• **Extracted text**
- - - -
Durham, North Carolina-based Bioventus Inc. has acquired Valencia, California-based Bioness, Inc. for a possible $110 million.
The acquisition includes $45 million up-front consideration paid with cash on hand and up to $65 million of contingent consideration linked to meeting certain future milestones.
Founded in 2012, Bioventus’ product focus is to improve bone healing, bone graft efficacy and to treat osteoarthritis. Per the agreement, Bioness is now a wholly-owned subsidiary of Bioventus, its employees are now Bioventus employees who will be part of a 700+ member global team.
Founded in 2004 with the support of the Alfred Mann Foundation, Bioness develops and distributes “neuromodulation devices into the field of rehabilitation.” In doing so, Bioness furthers the stated mission of the Alfred Mann Foundation “to develop and commercialize innovative solutions for significant unmet or poorly met medical conditions.”
Bioness solutions incorporate “functional electrical stimulation (FES) systems, robotic systems and software based therapy programs providing functional and therapeutic benefits for individuals affected by central nervous system disorders and orthopedic injuries.”
Bioventus is buying Bioness’ complete product portfolio including its L300 Go, StimRouter® PNS (peripheral nerve stimulation) System, and H200 Wireless Hand Rehabilitation System. The acquisition also includes the Bioness “research and development pipeline.”
Bioventus CEO Ken Reali told OTW, “We became aware of this opportunity through our normal business development activities and thought Bioness, and its portfolio of products, was a good complement to Bioventus.”
Reali continued, “We now have the opportunity to accelerate growth to the Bioness portfolio by leveraging its existing direct sales force to reach both orthopedic and pain physicians and expanding Bioness’ market access and reimbursement processing capabilities, specifically in durable medical equipment.”
The press release also reports that in 2020, Bioness generated $40 million in revenue and had operating losses of $14 million. Bioventus expects the acquisition to “have a positive contribution to net income (excluding purchase accounting and transaction costs) by the end of year one post-close.”
- - - -
• **What you should do**
According to the acquisition article, how much up-front consideration did Bioventus pay for Bioness?

• **Saved entries**
- - - -
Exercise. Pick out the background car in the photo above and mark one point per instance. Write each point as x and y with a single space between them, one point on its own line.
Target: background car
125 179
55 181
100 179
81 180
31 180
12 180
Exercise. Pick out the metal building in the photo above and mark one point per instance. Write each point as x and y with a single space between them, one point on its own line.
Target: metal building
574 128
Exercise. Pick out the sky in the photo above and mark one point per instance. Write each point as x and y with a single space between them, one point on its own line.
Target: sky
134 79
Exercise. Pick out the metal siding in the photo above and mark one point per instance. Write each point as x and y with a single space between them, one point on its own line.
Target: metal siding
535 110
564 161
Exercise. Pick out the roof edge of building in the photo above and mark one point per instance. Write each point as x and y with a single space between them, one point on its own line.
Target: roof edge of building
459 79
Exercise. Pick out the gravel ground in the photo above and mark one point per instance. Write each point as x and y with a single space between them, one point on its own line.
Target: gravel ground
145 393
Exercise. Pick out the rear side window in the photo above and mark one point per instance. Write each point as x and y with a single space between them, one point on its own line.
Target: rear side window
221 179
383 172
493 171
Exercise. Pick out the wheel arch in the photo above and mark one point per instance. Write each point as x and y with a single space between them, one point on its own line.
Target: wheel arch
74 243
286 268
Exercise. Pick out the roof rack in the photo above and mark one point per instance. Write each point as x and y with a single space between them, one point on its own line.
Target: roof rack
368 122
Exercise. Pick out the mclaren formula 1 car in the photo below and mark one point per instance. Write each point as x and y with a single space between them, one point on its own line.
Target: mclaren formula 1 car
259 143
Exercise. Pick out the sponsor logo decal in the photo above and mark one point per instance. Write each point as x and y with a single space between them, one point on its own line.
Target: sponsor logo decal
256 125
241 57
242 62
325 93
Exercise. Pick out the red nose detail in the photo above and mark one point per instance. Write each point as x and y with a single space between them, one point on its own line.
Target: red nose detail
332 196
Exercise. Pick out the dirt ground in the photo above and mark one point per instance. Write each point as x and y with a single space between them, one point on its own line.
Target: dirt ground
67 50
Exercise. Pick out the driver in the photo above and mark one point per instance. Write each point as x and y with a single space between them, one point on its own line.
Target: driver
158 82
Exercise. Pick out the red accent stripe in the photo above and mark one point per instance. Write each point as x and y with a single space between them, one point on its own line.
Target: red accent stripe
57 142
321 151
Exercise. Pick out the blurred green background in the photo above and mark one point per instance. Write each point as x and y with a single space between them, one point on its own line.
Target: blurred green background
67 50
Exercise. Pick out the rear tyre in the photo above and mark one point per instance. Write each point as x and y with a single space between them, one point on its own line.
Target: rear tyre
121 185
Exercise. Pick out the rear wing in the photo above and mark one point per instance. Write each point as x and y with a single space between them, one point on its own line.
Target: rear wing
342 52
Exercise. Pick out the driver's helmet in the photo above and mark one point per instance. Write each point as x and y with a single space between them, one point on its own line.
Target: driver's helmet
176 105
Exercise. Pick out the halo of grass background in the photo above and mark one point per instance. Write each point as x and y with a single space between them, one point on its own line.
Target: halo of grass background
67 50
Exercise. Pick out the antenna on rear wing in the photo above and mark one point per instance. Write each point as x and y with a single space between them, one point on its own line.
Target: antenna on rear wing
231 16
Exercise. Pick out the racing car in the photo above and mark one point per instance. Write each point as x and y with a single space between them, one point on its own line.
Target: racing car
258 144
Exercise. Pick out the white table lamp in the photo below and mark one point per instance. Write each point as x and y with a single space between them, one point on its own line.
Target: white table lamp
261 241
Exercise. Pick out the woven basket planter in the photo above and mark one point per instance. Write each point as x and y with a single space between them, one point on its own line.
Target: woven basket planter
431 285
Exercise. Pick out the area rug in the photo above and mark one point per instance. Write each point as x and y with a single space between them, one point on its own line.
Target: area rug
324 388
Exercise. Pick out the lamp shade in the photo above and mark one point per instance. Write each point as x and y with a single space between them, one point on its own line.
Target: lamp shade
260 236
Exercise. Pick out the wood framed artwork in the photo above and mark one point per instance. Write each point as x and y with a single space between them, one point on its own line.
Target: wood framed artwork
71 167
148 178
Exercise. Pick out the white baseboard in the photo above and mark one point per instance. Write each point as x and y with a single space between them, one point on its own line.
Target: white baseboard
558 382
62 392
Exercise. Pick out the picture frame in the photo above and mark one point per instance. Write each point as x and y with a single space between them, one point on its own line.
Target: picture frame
- - - -
• **Answer area**
$45 million, paid with cash on hand.